**TASK OBJECTIVE:** Write out verbatim every line from the start of the records through the line containing "71H60V72H59ZM60 76H63V78H62V77H60ZM65 77H67V78H65ZM73", inclusive. Leave the pictures out of your answer.

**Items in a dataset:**
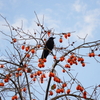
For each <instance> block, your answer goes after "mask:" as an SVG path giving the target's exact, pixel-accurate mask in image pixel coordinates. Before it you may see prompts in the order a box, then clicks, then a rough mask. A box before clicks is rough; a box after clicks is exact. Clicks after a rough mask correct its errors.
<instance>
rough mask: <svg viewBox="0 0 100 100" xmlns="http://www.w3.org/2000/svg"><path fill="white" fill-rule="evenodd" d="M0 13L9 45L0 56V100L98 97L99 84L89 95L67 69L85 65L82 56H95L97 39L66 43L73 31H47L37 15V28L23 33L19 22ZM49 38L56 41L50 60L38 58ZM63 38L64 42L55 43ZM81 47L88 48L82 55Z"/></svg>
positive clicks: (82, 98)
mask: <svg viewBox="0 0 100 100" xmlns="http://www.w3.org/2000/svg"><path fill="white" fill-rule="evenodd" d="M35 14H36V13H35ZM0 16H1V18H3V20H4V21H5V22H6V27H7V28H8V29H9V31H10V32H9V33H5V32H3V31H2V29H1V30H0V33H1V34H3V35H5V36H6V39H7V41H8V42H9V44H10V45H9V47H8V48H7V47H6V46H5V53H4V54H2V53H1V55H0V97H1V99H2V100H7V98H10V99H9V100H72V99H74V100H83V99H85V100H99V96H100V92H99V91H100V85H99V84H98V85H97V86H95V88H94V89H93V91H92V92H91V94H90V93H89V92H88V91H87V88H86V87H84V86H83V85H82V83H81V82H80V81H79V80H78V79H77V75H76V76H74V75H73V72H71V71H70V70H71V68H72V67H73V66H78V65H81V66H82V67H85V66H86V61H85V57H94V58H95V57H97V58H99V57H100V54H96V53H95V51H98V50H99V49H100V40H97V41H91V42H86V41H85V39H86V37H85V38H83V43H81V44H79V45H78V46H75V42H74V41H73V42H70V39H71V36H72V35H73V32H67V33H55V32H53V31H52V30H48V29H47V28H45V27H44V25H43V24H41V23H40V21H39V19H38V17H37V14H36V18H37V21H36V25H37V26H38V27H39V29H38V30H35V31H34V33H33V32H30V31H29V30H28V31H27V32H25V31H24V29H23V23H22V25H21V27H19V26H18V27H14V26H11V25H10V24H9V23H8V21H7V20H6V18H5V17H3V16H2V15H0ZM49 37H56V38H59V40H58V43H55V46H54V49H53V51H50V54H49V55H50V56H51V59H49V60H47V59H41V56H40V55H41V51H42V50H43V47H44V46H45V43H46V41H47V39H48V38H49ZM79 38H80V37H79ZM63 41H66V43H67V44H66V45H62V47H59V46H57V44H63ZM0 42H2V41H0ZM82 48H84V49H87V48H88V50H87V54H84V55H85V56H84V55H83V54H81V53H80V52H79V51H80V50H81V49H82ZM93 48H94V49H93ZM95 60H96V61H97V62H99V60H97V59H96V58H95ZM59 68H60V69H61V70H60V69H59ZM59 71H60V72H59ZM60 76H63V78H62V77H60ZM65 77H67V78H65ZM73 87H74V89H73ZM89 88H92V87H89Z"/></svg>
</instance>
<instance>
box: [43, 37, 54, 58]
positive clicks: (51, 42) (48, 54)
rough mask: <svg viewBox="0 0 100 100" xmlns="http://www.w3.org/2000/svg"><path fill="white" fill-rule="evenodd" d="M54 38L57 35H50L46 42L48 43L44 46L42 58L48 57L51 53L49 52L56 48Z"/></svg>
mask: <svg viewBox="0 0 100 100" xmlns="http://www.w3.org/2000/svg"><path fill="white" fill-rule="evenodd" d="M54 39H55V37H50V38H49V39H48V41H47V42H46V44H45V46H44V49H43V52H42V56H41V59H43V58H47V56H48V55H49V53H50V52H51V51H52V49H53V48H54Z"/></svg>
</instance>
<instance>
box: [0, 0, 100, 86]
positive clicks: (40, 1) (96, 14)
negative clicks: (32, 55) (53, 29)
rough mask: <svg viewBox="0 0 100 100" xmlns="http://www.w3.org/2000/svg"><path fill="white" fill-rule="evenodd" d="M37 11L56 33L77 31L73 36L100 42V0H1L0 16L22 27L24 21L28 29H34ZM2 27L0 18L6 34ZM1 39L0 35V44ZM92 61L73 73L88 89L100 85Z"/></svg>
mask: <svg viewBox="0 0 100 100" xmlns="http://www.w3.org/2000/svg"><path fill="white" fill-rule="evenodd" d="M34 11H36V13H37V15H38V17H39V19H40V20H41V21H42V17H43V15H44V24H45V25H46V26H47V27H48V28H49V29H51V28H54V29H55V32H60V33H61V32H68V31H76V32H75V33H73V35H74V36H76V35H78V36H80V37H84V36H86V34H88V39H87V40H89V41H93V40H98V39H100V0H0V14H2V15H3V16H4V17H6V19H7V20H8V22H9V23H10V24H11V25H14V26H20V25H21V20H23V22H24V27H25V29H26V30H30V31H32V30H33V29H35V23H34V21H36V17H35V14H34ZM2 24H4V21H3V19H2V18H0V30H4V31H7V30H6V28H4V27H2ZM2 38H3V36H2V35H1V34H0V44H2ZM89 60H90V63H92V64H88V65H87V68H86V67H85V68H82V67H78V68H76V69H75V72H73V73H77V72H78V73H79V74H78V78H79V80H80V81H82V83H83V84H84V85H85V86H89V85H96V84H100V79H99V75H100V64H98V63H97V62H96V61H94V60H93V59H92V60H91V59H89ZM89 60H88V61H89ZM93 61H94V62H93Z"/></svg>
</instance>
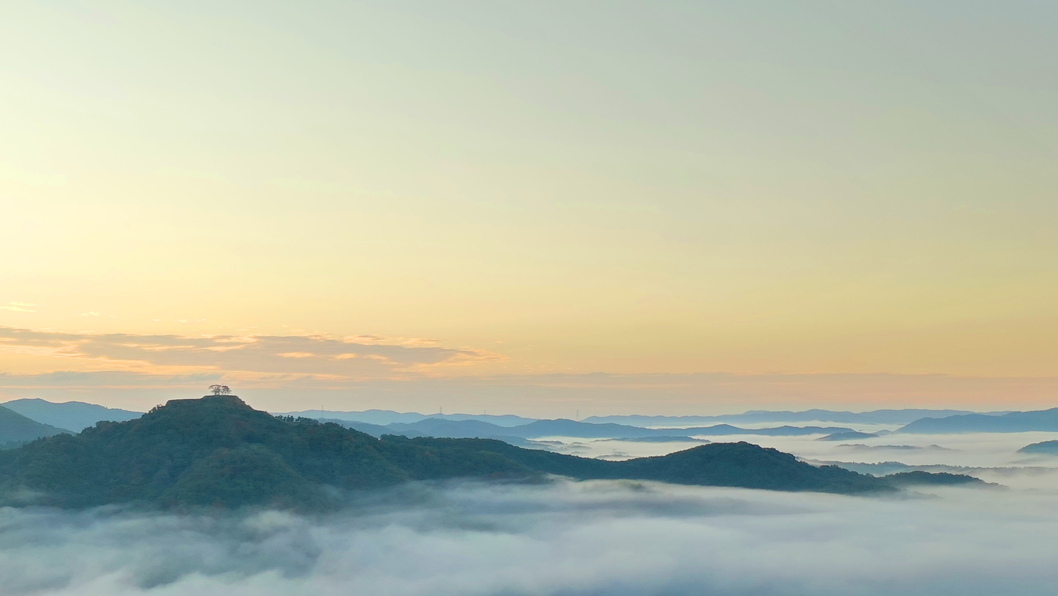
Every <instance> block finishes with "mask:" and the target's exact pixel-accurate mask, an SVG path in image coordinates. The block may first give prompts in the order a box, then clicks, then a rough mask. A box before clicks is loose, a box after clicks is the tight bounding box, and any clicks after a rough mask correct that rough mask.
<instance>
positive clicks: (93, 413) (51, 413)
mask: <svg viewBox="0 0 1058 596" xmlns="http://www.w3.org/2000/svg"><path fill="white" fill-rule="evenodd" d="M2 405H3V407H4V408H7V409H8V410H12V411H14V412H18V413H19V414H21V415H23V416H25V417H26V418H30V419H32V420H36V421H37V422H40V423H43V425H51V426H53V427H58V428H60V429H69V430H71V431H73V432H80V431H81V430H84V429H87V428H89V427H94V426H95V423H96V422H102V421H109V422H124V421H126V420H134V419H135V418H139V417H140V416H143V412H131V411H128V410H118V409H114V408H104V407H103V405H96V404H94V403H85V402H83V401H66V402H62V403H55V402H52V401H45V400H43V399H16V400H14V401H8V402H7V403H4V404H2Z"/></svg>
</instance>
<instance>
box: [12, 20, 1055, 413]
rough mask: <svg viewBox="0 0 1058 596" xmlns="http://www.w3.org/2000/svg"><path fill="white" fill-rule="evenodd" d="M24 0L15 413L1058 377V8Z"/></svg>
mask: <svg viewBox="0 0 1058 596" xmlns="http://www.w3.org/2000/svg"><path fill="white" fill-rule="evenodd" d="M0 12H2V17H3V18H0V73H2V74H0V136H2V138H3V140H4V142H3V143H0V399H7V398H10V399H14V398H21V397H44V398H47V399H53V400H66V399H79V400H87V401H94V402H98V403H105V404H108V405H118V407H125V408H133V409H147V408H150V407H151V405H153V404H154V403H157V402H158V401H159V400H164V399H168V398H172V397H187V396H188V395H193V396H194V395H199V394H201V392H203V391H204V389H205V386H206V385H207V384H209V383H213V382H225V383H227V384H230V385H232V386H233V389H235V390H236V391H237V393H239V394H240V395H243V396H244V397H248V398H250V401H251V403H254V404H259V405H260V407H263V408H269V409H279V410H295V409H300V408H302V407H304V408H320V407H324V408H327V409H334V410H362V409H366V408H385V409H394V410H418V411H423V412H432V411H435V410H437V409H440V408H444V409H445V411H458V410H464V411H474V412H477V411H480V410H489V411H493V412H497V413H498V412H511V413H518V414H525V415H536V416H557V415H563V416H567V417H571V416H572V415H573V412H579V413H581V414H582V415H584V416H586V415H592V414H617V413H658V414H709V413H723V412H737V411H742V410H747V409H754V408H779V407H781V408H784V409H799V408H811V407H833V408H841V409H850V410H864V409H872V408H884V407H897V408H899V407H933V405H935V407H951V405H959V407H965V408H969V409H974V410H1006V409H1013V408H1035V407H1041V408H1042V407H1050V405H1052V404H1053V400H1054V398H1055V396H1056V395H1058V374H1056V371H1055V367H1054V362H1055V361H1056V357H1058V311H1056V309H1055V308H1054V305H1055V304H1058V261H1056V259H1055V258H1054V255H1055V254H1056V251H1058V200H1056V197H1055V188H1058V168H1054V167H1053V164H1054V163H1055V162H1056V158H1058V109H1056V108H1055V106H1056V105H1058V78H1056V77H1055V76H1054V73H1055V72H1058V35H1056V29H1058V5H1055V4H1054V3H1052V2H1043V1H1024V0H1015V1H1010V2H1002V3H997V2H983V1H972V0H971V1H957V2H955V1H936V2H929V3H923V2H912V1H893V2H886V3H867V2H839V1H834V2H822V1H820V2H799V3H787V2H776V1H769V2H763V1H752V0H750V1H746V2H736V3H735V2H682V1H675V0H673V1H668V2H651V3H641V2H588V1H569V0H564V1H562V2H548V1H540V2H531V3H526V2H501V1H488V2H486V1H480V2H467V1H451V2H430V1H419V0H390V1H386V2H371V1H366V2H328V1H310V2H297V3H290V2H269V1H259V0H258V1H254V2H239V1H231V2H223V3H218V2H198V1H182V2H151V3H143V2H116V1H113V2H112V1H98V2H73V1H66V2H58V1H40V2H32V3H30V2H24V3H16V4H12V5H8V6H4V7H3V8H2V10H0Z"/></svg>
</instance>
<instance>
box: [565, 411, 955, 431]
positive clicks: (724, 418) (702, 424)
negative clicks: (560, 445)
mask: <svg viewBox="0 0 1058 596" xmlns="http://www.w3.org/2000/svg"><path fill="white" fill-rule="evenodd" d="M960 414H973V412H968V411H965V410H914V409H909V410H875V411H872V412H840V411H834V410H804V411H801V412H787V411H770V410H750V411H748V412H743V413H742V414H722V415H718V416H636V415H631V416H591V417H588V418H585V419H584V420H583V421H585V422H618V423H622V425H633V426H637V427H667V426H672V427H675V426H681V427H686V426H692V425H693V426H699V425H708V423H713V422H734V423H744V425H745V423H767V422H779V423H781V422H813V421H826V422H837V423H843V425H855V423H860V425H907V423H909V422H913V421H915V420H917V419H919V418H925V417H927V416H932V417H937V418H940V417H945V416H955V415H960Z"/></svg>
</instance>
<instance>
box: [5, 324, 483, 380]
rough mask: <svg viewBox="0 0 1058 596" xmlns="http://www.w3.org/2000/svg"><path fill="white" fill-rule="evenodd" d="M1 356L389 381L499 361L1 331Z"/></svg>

**ANSWER BELOW:**
For each <instance> block, your answer goes after "mask:" as an SVG path giving the target's exact, pixel-accurate mask in image pixel coordinates. Before it you may see prompts in the order a box, then clicks, then a rough mask. A box before clicks is rough; a box after clicks is exact. Clicks after a rough mask correct its errors.
<instance>
rough mask: <svg viewBox="0 0 100 100" xmlns="http://www.w3.org/2000/svg"><path fill="white" fill-rule="evenodd" d="M0 13L9 45L0 56V100L98 97L99 84L89 95L67 69L85 65L82 56H95L97 39L66 43L73 31H47L37 15V28L23 33L19 22ZM49 38L56 41L50 60L38 58ZM63 38L64 42L55 43ZM81 47L88 48L82 55Z"/></svg>
positive clicks: (82, 98)
mask: <svg viewBox="0 0 100 100" xmlns="http://www.w3.org/2000/svg"><path fill="white" fill-rule="evenodd" d="M35 14H36V13H35ZM0 16H1V18H3V20H4V21H5V22H6V27H7V28H8V29H9V31H10V32H9V33H5V32H3V31H2V29H1V30H0V33H1V34H3V35H5V36H6V39H7V41H8V42H9V44H10V45H9V47H8V48H7V47H6V46H5V53H4V54H2V53H1V55H0V97H1V99H2V100H7V98H10V99H9V100H72V99H74V100H83V99H85V100H99V96H100V92H99V91H100V85H99V84H98V85H97V86H95V88H94V89H93V91H92V92H91V94H90V93H89V92H88V91H87V88H86V87H84V86H83V85H82V83H81V82H80V81H79V80H78V79H77V75H76V76H74V75H73V72H71V71H70V70H71V68H72V67H73V66H78V65H81V66H82V67H85V66H86V61H85V57H94V58H95V57H97V58H99V57H100V54H96V53H95V51H98V50H99V49H100V40H97V41H91V42H86V41H85V39H86V37H85V38H83V43H81V44H79V45H78V46H75V42H74V41H73V42H70V39H71V36H72V35H73V32H67V33H55V32H53V31H52V30H48V29H47V28H45V27H44V25H43V24H41V23H40V21H39V19H38V17H37V14H36V18H37V21H36V25H37V26H38V27H39V29H38V30H35V31H34V33H33V32H30V31H29V30H28V31H27V32H25V31H24V29H23V23H22V25H21V27H19V26H18V27H14V26H11V25H10V24H9V23H8V21H7V20H6V18H5V17H3V16H2V15H0ZM49 37H56V38H59V40H58V43H55V46H54V49H53V51H50V54H49V55H50V56H51V59H49V60H47V59H41V56H40V55H41V51H42V50H43V47H44V46H45V43H46V41H47V39H48V38H49ZM79 38H80V37H79ZM63 41H66V43H67V44H66V45H62V47H59V46H57V44H63ZM0 42H2V41H0ZM82 48H84V49H87V48H88V50H87V54H84V55H85V56H84V55H83V54H81V53H80V52H79V51H80V50H81V49H82ZM93 48H94V49H93ZM95 60H96V61H97V62H99V60H97V59H96V58H95ZM59 68H60V69H61V70H60V69H59ZM59 71H60V72H59ZM60 76H63V78H62V77H60ZM65 77H67V78H65ZM73 87H74V89H73ZM89 88H92V87H89Z"/></svg>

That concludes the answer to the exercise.